[Start of DOCUMENT TEXT]

It's not the only serious moment. He seems slightly out-of-sorts from fairly early on, revealing that he wasn't quite sure what he wanted to say given that he'd been so wound up by the awful dehumanising rhetoric surrounding the Calais migrants. Though 'dehumanising' is probably the word Boyle's many critics would use to describe some of his jokes. Complicated stuff this, isn't it…

Still Boyle has the temperature of the audience, winning applause breaks for sincere comments such as this, or his disgust at David Cameron's hypocrisy in vowing defence of free speech in the wake of the Charlie Hebdo murders, while refusing a visa to Chinese artist – and regime critic – Ai Weiwei. (A decision now reversed this afternoon).

And those jokes, however brutal, are so devastatingly effective you laugh despite your morals being challenged, or perhaps because of it.

With material still in progress Boyle did not close the night, but was the penultimate comic – a decision that surprised headliner Andrew Maxwell as much as anyone. Though the Irishman's impassioned, mischievous brand of social commentary hit the spot precisely, and maintained the energy at the end of a long but entertaining night… as benefit gigs are wot to be.

Host Al Murray kept the mood buoyant, too – helped by answers to the 'what do you do?' questions that seem too good to be true. Not the usual procession of IT experts and administrators, tonight the comedy gods gave him Greek removal man, a posh museum worker and a dentist (topical) to play with, among others. And play he did.

Opening act Shappi Khorsandi was bang on message with tales about her father Hadi, exiled from Iran for his satire. She even tracked down the death warrant the Ayatollah signed. In defiance of the humourless, he remains an inviolate prankster even in his eighth decade, as Khorsandi Jr described wonderfully – alongside stories of her own feckless life, joking about being a neglectful mother unable to hold down a relationship.

Grainne Maguire comes from a different place (and not just Ireland); she's a childless thirtysomething and society heaps a whole lot of different crap on women in that category, which she addresses deftly. And although her acute take on the tyranny of clubbing as a way of meeting people was a little verbose, the blunt ending of the rant gets a hearty laugh. Kudos too for finding a new Monica Lewinsky joke after all this time, and for an astute take on Labour's leadership woes.

Like Maguire, Doc Brown isn't afraid to slow the pace down to set a mood that's undercut with a joke. And despite his protestations that he's not cool, he has the charm and charisma to keep the audience rapt during the down beats. The rapping that made his name made only a brief appearance as he discussed how he might get away with being gangsta only in the Cotswolds – including surely the first use of the word 'doily' in a hip-hop context. Instead he used his vocal talents for a pervy cod Italian accent – and silly voices are never not funny.

Brown also spoke about being a dad, making parenting the biggest theme of the night – far more than censorship – and it was a train that Kerry Godliman was happy to join too. As well as exchanges on Mumsnet or rows with her offspring in the pasta aisles, her well-crafted observational comedy ranged from intense passive-aggressive female friendships to the ubiquity of Buddha. There's astute thinking behind her relatable 'we've all been there' vignettes, too, guaranteeing success on the night.

[End of DOCUMENT TEXT]

» TASK LIST
(a) From the comedy review, print the passage from "Brown also spoke" to "on the night.".
(b) Answer these questions using the comedy review:
(i) Who hosted the night?
(ii) Which comic was the opening act?
(iii) Who was the headliner?

[Start of EXTRACTED INFORMATION]

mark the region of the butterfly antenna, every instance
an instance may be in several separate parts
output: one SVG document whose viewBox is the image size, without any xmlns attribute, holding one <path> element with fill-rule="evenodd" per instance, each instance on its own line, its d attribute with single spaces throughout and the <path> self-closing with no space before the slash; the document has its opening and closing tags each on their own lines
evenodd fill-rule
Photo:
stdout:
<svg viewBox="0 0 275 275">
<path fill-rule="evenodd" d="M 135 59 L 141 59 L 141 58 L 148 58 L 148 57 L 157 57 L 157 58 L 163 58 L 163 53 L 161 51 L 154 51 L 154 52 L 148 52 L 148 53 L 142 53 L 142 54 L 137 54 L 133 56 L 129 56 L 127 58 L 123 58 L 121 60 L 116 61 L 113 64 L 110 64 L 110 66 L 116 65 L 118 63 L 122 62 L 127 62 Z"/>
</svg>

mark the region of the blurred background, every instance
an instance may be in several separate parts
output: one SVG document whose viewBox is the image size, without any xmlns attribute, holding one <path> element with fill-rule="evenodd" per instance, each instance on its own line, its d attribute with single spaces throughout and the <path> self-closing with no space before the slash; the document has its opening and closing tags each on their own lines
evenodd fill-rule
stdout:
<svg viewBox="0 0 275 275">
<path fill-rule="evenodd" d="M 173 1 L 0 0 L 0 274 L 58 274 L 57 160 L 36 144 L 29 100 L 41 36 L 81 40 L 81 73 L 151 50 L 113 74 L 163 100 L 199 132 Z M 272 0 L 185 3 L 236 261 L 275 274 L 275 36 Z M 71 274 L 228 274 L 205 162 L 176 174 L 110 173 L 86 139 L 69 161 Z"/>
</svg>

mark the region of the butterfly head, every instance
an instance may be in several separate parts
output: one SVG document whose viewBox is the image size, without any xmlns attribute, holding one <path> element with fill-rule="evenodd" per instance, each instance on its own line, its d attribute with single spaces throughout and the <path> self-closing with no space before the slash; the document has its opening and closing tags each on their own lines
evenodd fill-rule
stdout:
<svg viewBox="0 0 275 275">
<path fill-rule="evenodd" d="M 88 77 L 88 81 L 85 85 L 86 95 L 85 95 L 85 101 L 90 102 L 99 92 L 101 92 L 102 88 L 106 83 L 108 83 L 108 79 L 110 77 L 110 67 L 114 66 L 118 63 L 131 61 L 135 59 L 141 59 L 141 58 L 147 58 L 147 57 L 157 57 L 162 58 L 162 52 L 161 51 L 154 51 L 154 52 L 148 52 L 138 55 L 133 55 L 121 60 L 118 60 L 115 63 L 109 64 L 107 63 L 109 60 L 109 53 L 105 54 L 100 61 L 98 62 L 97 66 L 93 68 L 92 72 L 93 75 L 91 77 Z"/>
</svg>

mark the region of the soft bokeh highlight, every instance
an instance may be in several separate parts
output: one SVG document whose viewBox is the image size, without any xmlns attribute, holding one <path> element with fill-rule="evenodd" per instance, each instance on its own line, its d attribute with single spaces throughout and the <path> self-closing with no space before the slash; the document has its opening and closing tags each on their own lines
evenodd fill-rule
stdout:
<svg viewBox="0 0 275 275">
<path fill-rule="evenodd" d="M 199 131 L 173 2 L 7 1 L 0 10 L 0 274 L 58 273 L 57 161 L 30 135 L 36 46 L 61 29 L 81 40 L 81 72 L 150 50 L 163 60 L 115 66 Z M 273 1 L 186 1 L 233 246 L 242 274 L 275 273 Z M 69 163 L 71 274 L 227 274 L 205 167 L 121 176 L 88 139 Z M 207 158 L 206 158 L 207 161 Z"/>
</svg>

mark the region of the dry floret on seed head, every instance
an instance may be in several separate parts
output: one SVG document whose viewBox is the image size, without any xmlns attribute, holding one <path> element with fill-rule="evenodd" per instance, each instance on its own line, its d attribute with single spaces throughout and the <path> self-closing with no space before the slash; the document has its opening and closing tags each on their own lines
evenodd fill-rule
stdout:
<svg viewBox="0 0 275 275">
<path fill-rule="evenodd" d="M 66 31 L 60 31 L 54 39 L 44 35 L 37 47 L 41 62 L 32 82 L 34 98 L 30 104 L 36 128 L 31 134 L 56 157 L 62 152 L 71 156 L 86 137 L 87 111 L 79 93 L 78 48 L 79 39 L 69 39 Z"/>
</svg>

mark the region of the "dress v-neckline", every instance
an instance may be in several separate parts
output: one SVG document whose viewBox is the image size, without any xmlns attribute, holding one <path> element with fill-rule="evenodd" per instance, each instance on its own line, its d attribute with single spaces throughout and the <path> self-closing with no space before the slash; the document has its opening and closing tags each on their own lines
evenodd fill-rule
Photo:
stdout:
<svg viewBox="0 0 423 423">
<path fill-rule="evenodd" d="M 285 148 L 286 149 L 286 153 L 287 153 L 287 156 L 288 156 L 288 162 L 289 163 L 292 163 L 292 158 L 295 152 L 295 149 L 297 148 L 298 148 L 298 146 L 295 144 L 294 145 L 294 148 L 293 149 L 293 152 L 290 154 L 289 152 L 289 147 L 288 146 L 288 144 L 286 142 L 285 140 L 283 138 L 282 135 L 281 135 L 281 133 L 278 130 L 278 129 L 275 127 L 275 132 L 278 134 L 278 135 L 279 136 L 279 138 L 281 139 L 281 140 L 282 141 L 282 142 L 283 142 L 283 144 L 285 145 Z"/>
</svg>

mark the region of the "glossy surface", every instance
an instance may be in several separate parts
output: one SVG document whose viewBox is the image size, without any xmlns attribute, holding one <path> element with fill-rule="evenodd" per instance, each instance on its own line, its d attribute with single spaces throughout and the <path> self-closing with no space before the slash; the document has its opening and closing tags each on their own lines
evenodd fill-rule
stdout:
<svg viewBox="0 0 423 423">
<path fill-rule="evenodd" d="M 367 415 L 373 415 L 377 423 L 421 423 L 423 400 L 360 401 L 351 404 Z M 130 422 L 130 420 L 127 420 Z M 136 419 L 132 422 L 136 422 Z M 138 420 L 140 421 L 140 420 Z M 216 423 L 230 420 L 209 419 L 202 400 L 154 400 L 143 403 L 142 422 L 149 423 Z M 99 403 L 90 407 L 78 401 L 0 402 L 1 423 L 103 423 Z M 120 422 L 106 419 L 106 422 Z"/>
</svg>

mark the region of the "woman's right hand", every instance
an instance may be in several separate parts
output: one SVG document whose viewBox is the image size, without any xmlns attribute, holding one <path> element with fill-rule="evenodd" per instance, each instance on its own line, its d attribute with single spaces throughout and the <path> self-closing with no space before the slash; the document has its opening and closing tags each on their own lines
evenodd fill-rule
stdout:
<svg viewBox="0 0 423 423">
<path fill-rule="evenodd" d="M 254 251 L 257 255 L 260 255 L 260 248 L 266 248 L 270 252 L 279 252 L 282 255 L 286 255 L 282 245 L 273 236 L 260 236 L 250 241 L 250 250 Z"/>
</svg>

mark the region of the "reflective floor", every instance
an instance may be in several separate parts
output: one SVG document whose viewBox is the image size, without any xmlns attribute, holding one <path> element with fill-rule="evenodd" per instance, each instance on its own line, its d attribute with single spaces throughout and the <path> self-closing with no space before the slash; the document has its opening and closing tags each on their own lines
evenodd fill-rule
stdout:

[End of EXTRACTED INFORMATION]
[Start of EXTRACTED INFORMATION]

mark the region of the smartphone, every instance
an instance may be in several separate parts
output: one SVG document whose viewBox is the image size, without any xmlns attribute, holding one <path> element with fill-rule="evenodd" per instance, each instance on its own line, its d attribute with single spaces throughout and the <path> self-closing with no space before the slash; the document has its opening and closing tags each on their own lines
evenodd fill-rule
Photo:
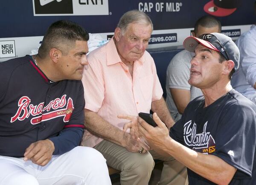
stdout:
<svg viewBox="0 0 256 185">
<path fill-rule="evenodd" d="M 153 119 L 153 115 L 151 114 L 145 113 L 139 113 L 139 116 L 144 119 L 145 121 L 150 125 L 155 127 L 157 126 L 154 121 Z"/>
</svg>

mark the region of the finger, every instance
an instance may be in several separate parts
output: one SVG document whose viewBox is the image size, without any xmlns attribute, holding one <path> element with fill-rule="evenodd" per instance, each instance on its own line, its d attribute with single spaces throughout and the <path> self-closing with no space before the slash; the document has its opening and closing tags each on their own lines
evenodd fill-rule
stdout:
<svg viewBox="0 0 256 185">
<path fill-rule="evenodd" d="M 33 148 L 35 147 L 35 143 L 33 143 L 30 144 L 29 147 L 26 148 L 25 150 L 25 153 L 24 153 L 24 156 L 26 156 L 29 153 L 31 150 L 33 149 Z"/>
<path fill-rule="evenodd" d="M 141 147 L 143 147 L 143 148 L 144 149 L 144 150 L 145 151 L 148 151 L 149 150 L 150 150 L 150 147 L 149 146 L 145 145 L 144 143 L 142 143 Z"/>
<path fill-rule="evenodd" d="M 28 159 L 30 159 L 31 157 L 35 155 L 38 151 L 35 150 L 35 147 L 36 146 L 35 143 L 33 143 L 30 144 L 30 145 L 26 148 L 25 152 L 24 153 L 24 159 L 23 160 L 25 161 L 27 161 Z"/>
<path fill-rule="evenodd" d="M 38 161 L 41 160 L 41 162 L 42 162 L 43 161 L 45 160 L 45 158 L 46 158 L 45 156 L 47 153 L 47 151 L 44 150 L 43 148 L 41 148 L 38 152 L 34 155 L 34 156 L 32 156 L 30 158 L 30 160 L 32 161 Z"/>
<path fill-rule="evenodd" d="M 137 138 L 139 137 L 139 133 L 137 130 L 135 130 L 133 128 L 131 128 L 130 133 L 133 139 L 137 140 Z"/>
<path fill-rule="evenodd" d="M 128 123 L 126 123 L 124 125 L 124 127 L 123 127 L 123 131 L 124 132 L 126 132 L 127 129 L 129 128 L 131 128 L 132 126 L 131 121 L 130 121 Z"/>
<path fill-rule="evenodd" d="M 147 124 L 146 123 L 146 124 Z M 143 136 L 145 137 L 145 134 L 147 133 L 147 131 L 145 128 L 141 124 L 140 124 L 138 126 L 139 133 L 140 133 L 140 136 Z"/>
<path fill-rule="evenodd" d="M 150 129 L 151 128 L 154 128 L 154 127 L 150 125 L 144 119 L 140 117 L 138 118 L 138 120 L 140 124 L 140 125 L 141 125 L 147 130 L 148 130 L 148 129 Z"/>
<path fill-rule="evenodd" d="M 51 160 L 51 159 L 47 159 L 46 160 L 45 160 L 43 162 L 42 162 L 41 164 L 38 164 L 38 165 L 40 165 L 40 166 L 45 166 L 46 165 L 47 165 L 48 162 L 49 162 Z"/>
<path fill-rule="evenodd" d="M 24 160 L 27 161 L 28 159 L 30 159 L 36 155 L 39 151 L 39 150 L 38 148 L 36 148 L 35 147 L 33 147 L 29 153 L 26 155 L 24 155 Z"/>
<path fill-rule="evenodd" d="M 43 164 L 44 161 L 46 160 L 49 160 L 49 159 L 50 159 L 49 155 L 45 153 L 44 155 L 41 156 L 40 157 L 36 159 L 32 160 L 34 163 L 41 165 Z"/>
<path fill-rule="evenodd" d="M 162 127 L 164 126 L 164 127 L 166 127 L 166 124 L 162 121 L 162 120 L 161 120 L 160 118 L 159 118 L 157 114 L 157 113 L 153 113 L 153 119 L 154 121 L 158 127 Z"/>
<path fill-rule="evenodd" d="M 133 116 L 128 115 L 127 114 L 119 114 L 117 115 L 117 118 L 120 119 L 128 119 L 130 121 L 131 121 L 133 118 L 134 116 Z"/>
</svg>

[End of EXTRACTED INFORMATION]

» RESPONSES FOR EACH TASK
(a)
Brown also spoke about being a dad, making parenting the biggest theme of the night – far more than censorship – and it was a train that Kerry Godliman was happy to join too. As well as exchanges on Mumsnet or rows with her offspring in the pasta aisles, her well-crafted observational comedy ranged from intense passive-aggressive female friendships to the ubiquity of Buddha. There's astute thinking behind her relatable 'we've all been there' vignettes, too, guaranteeing success on the night.

(b)
(i) Al Murray
(ii) Shappi Khorsandi
(iii) Andrew Maxwell